───── Given records

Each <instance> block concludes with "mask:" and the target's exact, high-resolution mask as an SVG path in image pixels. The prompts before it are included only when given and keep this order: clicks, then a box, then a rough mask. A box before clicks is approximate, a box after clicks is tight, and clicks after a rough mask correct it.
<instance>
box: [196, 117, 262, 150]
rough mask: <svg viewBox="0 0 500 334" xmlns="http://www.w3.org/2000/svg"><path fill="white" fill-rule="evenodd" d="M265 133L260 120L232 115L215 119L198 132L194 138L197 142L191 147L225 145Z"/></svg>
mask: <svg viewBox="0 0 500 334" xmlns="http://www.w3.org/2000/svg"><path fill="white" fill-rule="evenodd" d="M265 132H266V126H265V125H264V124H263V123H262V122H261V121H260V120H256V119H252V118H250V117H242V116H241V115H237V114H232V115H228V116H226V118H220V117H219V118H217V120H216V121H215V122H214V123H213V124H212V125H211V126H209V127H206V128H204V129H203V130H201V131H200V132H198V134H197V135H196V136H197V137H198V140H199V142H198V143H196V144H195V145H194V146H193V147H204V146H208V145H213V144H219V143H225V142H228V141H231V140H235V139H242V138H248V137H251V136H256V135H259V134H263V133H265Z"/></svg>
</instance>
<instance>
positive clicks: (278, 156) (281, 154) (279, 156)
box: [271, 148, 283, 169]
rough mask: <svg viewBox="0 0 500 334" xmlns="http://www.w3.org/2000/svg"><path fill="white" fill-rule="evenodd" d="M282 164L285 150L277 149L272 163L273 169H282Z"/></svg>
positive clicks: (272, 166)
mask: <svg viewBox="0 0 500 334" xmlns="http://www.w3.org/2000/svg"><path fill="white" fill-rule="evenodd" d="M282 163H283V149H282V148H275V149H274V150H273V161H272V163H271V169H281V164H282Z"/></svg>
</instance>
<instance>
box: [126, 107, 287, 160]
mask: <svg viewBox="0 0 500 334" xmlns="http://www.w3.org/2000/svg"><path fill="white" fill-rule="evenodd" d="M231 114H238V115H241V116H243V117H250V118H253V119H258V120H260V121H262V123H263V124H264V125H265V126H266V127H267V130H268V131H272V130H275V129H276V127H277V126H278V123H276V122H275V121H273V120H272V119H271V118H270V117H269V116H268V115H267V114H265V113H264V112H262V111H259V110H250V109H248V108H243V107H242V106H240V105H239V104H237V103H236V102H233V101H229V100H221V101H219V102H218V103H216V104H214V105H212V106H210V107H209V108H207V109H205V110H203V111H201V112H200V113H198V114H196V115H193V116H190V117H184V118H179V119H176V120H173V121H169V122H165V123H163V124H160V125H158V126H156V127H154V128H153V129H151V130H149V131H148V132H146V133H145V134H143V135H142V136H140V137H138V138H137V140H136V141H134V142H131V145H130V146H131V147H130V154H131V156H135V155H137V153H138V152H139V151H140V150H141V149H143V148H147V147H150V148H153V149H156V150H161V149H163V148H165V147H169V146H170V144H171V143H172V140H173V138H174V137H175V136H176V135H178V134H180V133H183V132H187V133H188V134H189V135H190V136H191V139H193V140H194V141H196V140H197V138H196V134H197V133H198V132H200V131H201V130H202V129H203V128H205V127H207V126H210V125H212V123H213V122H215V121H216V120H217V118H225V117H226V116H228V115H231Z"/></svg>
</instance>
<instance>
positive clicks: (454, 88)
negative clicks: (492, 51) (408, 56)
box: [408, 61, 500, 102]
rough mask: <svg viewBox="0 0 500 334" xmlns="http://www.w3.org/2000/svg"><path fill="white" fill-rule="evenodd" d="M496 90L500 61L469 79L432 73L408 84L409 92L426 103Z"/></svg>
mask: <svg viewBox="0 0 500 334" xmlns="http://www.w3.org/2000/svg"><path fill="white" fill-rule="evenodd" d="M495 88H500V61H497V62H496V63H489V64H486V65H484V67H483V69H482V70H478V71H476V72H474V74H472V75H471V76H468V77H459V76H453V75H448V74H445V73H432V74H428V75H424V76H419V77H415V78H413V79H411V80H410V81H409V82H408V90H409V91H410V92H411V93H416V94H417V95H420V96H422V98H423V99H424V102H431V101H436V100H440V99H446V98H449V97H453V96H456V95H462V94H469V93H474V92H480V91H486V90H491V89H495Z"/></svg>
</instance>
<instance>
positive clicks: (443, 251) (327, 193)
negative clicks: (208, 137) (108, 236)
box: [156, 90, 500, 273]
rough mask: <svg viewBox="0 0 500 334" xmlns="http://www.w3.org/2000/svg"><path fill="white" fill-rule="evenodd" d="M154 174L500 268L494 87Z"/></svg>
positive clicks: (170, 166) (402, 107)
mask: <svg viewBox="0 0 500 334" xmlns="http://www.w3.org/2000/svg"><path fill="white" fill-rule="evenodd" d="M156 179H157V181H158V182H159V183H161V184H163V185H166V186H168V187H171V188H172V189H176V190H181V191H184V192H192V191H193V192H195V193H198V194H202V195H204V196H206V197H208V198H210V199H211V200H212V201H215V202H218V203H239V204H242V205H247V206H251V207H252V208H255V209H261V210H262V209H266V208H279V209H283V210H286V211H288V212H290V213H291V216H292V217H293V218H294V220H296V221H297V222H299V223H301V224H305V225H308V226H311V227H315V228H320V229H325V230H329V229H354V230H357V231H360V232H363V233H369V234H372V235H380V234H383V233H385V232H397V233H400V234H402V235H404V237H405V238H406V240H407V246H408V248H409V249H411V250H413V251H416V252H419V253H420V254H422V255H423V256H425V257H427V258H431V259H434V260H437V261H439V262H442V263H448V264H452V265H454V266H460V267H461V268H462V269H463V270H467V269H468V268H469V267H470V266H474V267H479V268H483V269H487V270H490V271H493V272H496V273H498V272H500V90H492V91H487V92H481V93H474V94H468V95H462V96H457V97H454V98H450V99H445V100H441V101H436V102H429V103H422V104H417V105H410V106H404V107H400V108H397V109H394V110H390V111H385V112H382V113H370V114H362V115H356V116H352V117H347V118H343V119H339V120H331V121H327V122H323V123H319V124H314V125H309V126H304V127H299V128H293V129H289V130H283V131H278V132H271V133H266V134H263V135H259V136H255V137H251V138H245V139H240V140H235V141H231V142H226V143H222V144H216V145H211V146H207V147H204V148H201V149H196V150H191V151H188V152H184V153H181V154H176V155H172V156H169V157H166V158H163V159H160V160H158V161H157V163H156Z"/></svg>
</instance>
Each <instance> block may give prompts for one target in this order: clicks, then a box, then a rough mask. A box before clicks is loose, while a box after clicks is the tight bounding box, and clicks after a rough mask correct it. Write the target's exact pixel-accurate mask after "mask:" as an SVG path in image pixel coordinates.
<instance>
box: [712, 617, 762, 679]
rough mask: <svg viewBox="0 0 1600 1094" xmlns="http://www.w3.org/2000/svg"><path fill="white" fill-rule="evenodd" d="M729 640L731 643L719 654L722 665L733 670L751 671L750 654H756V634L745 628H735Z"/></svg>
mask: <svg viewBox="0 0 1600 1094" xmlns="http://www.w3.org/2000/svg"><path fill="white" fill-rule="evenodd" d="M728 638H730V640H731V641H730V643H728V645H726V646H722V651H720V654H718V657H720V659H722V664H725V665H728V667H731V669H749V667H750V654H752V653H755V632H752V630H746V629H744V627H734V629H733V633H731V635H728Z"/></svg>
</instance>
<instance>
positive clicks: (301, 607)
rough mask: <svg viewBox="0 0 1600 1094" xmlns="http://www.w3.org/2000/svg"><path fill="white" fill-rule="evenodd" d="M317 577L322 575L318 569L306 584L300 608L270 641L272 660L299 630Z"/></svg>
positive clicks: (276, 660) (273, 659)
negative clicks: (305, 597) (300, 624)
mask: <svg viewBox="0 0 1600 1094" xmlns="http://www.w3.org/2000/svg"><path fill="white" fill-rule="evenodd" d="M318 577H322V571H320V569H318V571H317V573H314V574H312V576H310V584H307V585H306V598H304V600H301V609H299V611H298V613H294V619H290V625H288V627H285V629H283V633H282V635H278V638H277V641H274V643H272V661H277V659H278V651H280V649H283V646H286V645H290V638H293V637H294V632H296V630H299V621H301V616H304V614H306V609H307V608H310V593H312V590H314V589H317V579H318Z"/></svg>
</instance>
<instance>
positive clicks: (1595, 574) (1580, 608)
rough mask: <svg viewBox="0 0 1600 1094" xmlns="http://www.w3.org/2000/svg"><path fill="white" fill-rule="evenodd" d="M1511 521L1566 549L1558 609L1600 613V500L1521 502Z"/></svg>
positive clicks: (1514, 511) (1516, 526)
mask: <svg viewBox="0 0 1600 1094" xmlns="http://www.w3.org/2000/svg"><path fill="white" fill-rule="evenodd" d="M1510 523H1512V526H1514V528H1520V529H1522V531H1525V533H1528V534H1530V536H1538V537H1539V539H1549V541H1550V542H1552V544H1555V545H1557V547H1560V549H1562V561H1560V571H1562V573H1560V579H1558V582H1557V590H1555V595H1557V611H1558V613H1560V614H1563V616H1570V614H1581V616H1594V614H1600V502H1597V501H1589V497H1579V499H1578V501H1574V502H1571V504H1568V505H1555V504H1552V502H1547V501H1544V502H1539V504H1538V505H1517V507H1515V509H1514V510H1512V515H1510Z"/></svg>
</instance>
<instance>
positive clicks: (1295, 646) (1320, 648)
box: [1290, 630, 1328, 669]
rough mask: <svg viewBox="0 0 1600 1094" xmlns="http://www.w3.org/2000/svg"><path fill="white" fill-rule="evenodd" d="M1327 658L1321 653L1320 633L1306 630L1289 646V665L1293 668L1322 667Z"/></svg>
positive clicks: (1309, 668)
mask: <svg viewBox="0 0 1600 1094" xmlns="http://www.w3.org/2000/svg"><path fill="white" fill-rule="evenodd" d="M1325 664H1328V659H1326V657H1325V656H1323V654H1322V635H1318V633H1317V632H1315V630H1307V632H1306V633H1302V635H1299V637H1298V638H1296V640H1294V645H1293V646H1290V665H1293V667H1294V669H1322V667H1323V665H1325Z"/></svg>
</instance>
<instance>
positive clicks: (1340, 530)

──────────

Copy task for the entries above: every line with the string "exact".

Solved problem —
Each <instance> block concludes with "mask:" and the target's exact, high-resolution mask as an SVG path in image pixels. The prompts before it are included only when given and keep this order: clicks, then a box, then a rough mask. A box before clicks is approximate, a box after clicks is tight, and clicks after a rough mask correct it.
Each <instance> block may give prompts for one target in this order: clicks, then a box, then a rough mask. A box before clicks is loose, while a box after clicks is the tight bounding box, and clicks after a rough mask correct it. Write the target's exact pixel-accurate mask after "mask:" as an SVG path in image pixel coordinates.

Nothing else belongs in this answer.